- [Brief]: Retype the listing exactly as it stands, from the line containing "For every instance of the water" through the line containing "pixel 672 243", with both of those lines included.

- [Data supplied]:
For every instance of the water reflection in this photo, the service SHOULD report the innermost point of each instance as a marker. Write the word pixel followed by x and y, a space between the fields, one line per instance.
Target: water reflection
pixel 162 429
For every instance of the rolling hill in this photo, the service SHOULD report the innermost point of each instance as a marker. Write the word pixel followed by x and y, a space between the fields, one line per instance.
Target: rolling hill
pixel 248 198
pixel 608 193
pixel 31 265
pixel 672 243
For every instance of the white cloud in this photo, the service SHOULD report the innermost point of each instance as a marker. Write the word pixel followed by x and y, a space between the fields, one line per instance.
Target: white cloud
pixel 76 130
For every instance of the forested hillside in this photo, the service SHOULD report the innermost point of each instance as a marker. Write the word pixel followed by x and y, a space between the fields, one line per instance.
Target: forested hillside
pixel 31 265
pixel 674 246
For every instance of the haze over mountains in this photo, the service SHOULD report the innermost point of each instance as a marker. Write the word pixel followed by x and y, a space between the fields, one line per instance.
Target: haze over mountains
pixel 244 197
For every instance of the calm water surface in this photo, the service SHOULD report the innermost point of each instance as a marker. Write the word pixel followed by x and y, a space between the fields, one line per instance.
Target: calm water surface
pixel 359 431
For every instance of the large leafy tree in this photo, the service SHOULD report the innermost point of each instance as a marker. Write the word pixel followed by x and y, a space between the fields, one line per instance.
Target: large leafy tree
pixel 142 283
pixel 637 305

--

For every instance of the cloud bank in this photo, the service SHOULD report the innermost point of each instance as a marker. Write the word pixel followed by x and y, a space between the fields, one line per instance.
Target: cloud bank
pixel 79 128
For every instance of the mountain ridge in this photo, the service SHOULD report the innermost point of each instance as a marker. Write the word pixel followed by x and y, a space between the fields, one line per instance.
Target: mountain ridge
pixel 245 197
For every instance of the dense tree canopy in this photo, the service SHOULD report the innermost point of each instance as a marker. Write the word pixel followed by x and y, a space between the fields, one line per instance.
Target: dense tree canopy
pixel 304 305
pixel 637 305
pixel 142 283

---

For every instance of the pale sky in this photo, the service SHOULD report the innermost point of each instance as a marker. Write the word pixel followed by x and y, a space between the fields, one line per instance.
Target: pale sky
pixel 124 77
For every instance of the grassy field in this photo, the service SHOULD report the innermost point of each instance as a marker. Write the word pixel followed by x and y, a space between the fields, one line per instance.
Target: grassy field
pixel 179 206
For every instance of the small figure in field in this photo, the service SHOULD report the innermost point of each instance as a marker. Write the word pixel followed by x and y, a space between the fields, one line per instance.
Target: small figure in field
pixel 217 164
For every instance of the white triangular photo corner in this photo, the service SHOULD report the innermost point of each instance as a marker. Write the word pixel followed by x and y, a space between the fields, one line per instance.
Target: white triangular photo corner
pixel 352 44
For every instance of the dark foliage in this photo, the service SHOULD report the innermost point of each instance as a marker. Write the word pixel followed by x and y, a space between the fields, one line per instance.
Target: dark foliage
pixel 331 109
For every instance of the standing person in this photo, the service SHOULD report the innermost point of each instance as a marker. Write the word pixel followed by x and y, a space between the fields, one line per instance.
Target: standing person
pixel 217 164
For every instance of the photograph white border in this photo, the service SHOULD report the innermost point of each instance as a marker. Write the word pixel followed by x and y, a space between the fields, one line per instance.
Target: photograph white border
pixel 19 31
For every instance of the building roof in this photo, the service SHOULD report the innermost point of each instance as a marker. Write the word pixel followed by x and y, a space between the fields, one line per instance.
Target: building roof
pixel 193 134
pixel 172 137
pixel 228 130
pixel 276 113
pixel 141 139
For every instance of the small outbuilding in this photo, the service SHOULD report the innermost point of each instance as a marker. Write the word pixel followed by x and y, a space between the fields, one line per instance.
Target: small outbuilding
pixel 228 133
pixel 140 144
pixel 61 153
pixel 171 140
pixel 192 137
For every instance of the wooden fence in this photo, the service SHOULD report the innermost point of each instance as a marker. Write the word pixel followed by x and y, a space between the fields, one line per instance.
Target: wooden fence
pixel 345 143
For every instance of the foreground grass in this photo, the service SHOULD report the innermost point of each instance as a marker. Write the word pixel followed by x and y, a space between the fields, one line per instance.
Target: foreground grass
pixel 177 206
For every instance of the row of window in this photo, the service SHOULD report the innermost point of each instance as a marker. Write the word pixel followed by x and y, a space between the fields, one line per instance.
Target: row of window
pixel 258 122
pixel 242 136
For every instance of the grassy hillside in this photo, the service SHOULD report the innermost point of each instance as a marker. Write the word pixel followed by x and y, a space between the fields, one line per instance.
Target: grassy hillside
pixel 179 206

- [The reply]:
For every instance of the water reflection in this photo, the service SHOULD report the innermost point of each instance as a marker. Write the word pixel followed by x and y, a space between the fields, one line per instance.
Target: water reflection
pixel 162 429
For every instance of the rolling hill in this photo, the service SHOULD report the innermost point of each instance as a marker. Write the word pixel followed by x and y, a space between the fields, one line per instance.
Target: rolling hill
pixel 248 198
pixel 608 193
pixel 31 265
pixel 672 243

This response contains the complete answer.